- **Текст для чтения**

Стрекоза тем больше занята добыванием информации, чем она самоувереннее, чем ближе и проще представляется ей дела и чем определеннее она попутно «ставит на место» Муравья (ведь она «злой тоской удручена»). Чем она слабее и бес­помощнее, чем труднее ее дело и чем больше успех зависит от доброты Муравья (она все же «злой тоской удручена»), тем больше она выдает информацию. Если Муравей враждебен, то он только выдает («ставя на место»), если нет, — проверяем полученную и добывает, чтобы наставить и вразумить.

Таким образом, в зависимости от того, как в данных кон­кретных обстоятельствах борющийся ведет обмен информа­цией, у окружающих в более или менее общих чертах склады­вается представление о том, каков он сам.

В профессиональных театральных коллективах, начинаю­щих работу над пьесой, внимание к наличию обмена инфор­мацией возникает уже во время «читок за столом». Всякой обмен обязывает актеров к взаимозависимости и предостерегает как от декламации, так и от претензий на бездейственную про­стоту. Нет обмена информацией — нет и никакой словесной борьбы. Это — либо по видимости «естественное» словоговорение бездействующих людей, либо откровенная игра — изоб­ражение чувств, характеров, переживаний. Если нет обмена информацией, то слова, в сущности, не нужны тем, кто их произносит. Обмен организует внимание и вынуждает прида­вать ценность тому, чем обмениваются.

- **Исходные данные**
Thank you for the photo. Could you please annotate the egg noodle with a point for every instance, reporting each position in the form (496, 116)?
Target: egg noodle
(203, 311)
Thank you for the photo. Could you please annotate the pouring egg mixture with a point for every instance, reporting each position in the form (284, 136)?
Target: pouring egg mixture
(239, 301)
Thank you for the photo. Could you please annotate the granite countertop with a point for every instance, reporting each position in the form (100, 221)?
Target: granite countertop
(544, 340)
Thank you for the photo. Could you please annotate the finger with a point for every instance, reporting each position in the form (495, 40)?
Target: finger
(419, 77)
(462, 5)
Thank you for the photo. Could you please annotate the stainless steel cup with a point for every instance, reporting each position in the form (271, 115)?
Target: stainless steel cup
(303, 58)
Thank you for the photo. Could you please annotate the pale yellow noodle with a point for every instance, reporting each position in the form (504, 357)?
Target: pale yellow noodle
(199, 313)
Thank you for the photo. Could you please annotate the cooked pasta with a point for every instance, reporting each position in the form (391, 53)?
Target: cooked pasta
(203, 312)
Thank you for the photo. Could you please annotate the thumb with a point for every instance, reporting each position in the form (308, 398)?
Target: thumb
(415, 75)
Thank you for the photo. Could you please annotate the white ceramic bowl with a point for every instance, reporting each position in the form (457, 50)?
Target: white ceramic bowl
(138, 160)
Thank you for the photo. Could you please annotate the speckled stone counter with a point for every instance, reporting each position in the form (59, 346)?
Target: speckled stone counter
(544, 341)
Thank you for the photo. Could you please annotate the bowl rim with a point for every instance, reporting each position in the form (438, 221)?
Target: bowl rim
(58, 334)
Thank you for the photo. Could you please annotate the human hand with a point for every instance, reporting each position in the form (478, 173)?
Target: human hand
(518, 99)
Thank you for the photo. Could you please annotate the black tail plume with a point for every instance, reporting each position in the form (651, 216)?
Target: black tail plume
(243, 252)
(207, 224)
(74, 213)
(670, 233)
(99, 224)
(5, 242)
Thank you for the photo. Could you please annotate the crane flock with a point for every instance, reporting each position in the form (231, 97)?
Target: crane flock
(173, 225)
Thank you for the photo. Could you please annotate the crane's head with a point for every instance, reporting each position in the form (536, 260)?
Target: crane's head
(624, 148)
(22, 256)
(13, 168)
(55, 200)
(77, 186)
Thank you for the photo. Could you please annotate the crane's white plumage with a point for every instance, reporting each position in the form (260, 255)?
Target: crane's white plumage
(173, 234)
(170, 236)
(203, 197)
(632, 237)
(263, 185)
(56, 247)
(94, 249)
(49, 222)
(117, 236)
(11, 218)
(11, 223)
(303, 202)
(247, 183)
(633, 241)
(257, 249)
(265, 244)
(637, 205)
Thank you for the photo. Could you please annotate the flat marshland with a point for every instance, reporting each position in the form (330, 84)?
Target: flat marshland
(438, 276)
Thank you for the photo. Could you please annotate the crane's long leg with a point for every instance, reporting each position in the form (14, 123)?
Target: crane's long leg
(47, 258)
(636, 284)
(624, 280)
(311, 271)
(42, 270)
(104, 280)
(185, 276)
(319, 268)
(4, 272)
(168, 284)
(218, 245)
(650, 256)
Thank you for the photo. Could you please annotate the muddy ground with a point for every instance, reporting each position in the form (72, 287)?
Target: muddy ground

- **Задания**
[A] Отредактируй текст об обмене информацией: перепиши всё начиная с «Таким образом, в» и вплоть до «каков он сам.», поставив «мнение» вместо «представление».
[B] Выпиши все слова и выражения, которые в тексте об обмене информацией стоят в кавычках-ёлочках. Каждое приведи один раз.
Записи взяты из другого источника.

- **Полные решения**
[A]
Таким образом, в зависимости от того, как в данных кон­кретных обстоятельствах борющийся ведет обмен информа­цией, у окружающих в более или менее общих чертах склады­вается мнение о том, каков он сам.

[B] «ставит на место», «злой тоской удручена», «ставя на место», «читок за столом», «естественное»